■ Task input:
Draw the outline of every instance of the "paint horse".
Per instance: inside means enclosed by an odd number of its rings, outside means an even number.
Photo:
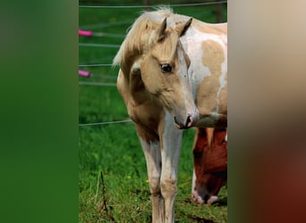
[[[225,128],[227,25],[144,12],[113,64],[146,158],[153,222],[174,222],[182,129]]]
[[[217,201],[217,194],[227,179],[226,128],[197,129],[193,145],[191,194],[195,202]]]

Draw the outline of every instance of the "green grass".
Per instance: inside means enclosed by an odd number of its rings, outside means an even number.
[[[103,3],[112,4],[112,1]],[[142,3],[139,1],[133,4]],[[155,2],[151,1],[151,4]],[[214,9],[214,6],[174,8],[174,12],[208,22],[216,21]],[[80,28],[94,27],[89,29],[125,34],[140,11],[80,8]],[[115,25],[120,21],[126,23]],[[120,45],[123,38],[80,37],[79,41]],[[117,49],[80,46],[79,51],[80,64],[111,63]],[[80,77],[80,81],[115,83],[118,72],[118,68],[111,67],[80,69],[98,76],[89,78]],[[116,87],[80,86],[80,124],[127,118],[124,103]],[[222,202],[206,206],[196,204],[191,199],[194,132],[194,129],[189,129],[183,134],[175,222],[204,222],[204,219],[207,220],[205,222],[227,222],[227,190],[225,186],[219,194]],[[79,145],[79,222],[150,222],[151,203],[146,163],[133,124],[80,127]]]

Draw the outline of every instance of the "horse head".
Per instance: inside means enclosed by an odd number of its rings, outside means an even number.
* * *
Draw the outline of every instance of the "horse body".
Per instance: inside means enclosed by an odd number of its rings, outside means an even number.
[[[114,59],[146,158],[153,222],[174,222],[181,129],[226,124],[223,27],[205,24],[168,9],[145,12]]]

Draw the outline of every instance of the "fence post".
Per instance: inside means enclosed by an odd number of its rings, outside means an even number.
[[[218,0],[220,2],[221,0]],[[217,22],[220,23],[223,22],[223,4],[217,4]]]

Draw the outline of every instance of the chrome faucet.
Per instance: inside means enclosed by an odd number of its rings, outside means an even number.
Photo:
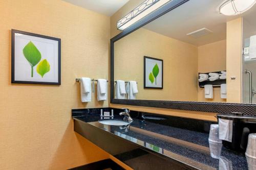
==
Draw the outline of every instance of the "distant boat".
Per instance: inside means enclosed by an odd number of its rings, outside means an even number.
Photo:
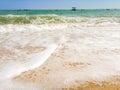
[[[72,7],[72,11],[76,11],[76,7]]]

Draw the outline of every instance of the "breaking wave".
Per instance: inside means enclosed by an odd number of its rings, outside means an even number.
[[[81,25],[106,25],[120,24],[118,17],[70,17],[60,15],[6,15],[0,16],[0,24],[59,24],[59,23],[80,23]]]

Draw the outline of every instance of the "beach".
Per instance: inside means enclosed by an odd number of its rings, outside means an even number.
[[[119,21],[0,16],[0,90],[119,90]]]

■ Request: Pick out each line of the listing above that contains the word "Draw", and copy those lines as they appear.

■ Task response:
Draw the outline of every instance of the "paint horse".
Draw the outline of every instance of the "green grass".
Draw the outline of every instance of the "horse head".
Draw the outline of every instance of the "horse body".
Draw the outline of every instance of the "fence post".
Draw the outline of every instance of the chrome faucet.
Draw the outline of every instance of the "distant boat".
Draw the outline of every instance of the "breaking wave".
Draw the outline of every instance of the "beach".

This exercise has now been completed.